▸ INSTRUCTIONS FOR THE TASK
Please pick out every line in the data below that contains the word "plate", and copy each of those lines.

───── EXCERPTED DATA

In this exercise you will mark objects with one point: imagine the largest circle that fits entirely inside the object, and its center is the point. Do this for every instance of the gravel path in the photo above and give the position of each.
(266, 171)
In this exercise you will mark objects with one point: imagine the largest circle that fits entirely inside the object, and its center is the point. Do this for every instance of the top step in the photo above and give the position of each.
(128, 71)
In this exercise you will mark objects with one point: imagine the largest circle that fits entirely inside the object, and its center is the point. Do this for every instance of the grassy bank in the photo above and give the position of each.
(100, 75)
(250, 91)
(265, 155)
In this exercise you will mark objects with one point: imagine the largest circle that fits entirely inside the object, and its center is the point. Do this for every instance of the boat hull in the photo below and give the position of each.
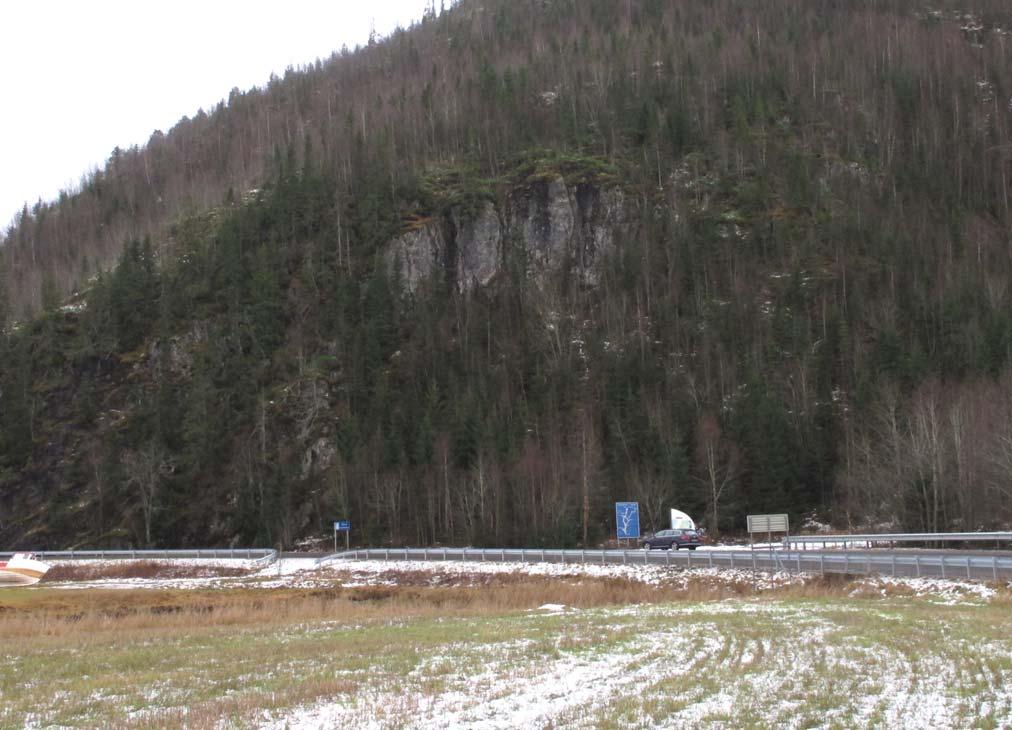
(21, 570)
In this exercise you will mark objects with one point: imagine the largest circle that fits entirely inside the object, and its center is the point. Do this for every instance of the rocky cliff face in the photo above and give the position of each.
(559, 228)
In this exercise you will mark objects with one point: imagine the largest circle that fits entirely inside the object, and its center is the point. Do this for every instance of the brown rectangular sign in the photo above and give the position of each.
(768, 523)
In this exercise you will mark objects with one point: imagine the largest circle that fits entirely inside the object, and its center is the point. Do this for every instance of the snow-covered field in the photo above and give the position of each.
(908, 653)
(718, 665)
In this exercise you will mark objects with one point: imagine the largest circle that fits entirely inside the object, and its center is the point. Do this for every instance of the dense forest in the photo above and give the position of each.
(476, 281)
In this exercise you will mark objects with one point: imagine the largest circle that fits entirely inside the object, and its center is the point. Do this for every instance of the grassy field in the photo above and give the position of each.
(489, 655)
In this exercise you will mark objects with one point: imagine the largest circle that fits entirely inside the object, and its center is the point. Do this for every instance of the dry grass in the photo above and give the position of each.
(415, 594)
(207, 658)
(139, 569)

──────────
───── EXCERPTED DATA

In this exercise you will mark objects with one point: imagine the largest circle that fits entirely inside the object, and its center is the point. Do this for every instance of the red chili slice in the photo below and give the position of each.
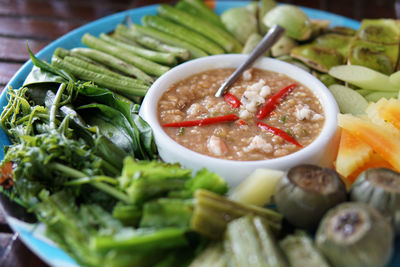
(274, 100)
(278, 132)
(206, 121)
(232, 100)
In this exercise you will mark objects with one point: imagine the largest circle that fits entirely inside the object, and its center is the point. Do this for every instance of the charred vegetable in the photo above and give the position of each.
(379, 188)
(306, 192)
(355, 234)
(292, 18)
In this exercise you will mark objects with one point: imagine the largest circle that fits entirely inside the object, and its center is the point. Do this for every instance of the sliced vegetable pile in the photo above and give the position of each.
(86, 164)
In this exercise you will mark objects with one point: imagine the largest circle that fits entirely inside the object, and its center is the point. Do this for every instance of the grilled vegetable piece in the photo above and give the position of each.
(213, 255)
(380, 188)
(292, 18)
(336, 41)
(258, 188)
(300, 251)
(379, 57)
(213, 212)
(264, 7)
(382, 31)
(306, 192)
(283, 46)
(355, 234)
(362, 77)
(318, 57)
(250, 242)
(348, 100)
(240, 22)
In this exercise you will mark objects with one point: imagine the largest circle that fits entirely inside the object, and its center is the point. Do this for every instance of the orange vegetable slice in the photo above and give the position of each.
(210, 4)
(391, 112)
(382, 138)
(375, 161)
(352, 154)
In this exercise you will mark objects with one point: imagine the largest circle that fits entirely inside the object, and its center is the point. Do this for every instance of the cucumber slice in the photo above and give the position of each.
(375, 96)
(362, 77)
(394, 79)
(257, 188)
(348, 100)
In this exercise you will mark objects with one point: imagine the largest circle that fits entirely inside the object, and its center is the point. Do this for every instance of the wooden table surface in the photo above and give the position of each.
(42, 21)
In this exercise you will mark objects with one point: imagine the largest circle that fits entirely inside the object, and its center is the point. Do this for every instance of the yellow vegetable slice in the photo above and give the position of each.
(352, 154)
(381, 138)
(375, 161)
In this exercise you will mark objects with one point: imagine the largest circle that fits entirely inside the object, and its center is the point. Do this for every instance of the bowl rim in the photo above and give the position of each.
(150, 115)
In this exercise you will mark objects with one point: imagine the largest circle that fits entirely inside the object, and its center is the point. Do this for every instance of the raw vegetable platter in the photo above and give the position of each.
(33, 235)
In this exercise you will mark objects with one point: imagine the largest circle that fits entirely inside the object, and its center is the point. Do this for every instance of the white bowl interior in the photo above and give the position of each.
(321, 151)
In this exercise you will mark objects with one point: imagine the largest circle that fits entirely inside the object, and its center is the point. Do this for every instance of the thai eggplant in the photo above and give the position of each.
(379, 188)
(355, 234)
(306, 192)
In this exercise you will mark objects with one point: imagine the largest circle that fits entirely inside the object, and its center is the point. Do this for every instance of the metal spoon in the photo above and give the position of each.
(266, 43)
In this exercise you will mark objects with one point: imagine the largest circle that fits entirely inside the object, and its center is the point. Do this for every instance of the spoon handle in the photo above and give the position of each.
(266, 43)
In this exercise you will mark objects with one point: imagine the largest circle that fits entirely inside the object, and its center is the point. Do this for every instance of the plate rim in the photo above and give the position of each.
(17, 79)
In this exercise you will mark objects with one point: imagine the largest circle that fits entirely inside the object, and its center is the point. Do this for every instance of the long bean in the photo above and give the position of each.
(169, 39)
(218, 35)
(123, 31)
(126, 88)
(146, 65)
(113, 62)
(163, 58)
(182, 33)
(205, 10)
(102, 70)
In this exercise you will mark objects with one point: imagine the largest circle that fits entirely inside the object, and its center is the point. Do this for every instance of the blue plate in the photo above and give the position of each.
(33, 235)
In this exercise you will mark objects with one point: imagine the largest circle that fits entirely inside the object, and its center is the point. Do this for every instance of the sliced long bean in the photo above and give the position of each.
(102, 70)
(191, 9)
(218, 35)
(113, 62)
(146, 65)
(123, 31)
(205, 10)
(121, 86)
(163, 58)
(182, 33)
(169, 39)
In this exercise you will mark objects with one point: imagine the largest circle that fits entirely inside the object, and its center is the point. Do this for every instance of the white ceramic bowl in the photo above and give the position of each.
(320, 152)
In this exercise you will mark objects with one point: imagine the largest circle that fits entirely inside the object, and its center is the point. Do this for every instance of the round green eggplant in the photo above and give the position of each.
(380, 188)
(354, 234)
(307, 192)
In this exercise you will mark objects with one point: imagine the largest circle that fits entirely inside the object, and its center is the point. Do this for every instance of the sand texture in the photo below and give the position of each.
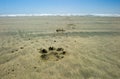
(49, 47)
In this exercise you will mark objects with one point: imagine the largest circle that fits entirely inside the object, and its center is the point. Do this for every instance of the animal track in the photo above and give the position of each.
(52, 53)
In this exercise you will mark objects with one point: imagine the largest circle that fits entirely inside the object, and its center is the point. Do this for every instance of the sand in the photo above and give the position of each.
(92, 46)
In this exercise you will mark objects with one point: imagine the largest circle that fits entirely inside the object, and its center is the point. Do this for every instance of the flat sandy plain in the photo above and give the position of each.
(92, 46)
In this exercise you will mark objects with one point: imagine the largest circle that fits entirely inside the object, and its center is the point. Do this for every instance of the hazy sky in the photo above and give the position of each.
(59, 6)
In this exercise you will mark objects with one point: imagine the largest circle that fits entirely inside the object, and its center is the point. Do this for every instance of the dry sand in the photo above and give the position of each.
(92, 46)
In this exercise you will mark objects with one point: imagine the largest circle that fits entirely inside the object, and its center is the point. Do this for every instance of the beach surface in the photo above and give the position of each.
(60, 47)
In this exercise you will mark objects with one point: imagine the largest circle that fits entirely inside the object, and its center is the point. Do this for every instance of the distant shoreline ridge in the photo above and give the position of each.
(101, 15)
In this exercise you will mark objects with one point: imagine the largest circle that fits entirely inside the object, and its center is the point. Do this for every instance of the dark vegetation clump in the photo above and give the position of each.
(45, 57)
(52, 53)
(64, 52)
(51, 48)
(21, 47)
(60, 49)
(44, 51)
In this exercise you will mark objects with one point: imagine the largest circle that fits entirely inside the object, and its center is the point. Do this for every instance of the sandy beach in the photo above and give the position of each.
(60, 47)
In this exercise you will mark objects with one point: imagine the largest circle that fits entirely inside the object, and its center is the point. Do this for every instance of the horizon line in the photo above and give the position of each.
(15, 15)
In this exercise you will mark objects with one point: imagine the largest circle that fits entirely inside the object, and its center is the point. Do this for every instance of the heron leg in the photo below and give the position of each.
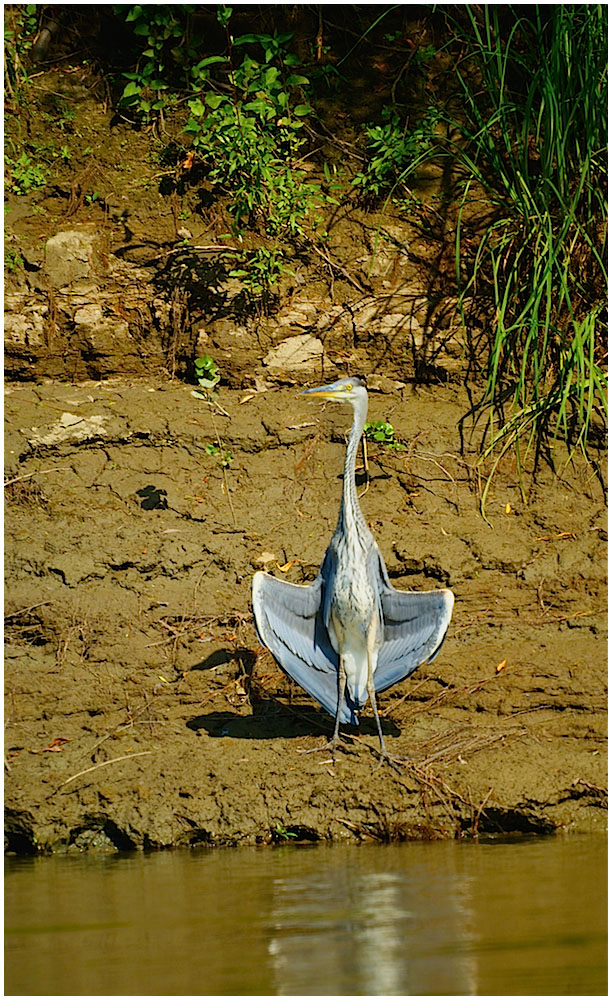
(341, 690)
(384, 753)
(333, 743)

──────────

▸ EXPECTED ANSWER
In this exercise you will mark objects with one point: imagine the largest circle that fits entirely inside the object, and its center is the point. Do this for every instance of the plate rim in the photo above and give the position of each.
In this exercise you will mark objects with one point: imagine the largest circle that fits entirely inside the object, and its center is the point. Do this for every instance of the blue plate in the photo above and give the position of each.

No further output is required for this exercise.